▶ [AIM] The exercise asks for every line of the data to be reproduced exactly.

▶ [INPUT MATERIAL]
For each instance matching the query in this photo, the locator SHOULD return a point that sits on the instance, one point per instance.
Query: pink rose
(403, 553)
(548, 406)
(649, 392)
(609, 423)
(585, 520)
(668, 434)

▶ [ANSWER IN FULL]
For each instance matching the query in this photo, the locator SHOULD return a point that sits on the instance, one point per instance.
Query: pink rose
(403, 553)
(548, 406)
(649, 392)
(609, 423)
(585, 520)
(668, 434)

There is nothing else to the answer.